» PASSAGE:
German lawyer and author

Friedrich "Fritz" Georg Jünger (1 September 1898 – 20 July 1977) was a German writer and lawyer. He wrote poetry, cultural criticism and novels. He was the younger brother of Ernst Jünger.

==Life and work==
The younger brother of Ernst Jünger, he volunteered for military service in 1916 and was seriously wounded in the Battle of Langemarck. After the First World War he studied law and cameralism at the universities of Leipzig and Halle-Wittenberg. After moving to Berlin, he and his brother became involved with the National Bolshevik magazine Widerstand and the people around it such as Friedrich Hielscher and Ernst Niekisch. In 1926, he published a national revolutionary manifesto, Der Aufmarsch des Nationalismus, where he praised the virility of an envisioned revolutionary state in the following terms: "Let thousands, nay millions, die; what meaning have these rivers of blood in comparison with a state, into which flow all the disquiet and longing of the German being!"

His stance against National Socialism is explicit in the poem "Der Mohn", published in the collection Gedichte (1934), and he was interrogated by the Gestapo because of it. He was interrogated again in 1937 when Niekisch was arrested. The same year he left Berlin to live with Ernst in Überlingen, and two years later the brothers moved to Kirchhorst near Hanover. Here he wrote The Failure of Technology, a study of mechanization with lines of reasoning that later would become associated with the ecological movement. After getting married, he moved back to Überlingen and settled in what had been his parents' house. From there he wrote about Greek mythology and began to work on a translation of the Odyssey, eventually published in 1981.

» RECORDS PROVIDED:

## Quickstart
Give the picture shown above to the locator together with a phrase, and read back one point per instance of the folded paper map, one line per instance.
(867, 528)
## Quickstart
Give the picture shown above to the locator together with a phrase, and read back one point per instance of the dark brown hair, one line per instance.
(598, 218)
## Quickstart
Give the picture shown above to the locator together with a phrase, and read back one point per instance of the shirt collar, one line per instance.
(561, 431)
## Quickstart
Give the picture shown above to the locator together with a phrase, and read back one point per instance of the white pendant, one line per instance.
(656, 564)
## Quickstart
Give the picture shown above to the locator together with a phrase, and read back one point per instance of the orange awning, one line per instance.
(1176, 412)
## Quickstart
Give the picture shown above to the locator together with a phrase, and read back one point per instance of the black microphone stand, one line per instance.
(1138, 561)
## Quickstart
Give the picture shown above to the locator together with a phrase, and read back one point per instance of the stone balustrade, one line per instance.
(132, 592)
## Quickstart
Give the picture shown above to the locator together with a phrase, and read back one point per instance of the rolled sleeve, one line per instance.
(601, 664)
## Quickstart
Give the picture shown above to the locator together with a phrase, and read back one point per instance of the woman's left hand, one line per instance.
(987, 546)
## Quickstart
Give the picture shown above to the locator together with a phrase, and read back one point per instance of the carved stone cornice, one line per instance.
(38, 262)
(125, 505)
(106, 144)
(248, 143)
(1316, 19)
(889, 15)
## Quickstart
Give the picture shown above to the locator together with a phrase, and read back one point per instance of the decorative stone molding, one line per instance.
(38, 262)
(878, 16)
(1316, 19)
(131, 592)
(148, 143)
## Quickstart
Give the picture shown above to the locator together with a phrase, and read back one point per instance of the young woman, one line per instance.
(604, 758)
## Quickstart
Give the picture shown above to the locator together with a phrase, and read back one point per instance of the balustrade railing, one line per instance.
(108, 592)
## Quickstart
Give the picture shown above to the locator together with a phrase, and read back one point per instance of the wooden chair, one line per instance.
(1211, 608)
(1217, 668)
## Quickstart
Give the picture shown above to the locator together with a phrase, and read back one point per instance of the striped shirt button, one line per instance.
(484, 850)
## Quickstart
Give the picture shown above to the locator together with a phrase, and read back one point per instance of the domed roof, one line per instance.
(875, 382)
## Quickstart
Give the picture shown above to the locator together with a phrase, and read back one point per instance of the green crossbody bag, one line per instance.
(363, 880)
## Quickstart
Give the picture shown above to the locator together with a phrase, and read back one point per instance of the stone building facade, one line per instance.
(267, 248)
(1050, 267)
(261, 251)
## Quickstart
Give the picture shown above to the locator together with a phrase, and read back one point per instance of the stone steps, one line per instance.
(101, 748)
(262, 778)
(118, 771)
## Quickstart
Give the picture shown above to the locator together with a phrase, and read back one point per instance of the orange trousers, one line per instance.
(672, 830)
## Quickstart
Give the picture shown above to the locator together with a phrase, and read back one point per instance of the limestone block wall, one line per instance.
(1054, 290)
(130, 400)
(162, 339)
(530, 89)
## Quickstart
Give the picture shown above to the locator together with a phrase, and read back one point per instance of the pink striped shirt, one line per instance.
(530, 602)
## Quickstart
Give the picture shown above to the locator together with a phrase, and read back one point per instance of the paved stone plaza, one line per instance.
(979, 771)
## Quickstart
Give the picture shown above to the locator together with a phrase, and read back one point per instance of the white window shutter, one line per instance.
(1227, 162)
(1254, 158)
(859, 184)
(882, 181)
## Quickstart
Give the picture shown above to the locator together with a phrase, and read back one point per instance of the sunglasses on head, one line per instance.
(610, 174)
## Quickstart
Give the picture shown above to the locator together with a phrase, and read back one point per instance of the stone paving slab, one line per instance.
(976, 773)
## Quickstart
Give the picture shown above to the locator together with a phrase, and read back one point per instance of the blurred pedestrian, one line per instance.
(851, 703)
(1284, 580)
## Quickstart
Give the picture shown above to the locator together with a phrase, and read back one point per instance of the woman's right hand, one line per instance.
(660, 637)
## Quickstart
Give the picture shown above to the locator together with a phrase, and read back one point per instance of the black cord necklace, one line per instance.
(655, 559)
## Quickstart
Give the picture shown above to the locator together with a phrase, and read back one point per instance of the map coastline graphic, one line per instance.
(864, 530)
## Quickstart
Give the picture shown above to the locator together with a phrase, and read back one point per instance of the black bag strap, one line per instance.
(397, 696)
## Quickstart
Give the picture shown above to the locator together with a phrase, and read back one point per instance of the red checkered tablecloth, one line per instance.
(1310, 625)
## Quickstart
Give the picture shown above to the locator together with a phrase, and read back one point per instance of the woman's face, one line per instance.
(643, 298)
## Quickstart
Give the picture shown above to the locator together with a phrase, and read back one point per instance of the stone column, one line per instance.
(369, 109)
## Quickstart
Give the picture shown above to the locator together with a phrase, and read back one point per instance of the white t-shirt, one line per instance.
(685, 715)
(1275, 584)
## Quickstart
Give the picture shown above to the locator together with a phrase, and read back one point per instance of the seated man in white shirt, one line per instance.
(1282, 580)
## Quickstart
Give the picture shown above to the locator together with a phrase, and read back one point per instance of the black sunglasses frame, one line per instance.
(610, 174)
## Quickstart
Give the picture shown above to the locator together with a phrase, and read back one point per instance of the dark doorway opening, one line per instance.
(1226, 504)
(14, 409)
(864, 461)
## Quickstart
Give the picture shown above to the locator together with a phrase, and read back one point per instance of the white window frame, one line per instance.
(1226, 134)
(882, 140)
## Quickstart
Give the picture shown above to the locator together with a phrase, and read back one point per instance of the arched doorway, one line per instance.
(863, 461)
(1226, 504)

» PROBLEM 1: According to the biography, why did the Gestapo interrogate Friedrich Georg Jünger the first time?
» PROBLEM 2: Restate word for word the part of the biography that opens with the words containing "German lawyer and" and closes with "of Ernst Jünger.".

» WRITTEN SOLUTION 1: The Gestapo interrogated him because of his poem "Der Mohn," published in the collection Gedichte (1934), which explicitly expressed his stance against National Socialism.

» WRITTEN SOLUTION 2:
German lawyer and author

Friedrich "Fritz" Georg Jünger (1 September 1898 – 20 July 1977) was a German writer and lawyer. He wrote poetry, cultural criticism and novels. He was the younger brother of Ernst Jünger.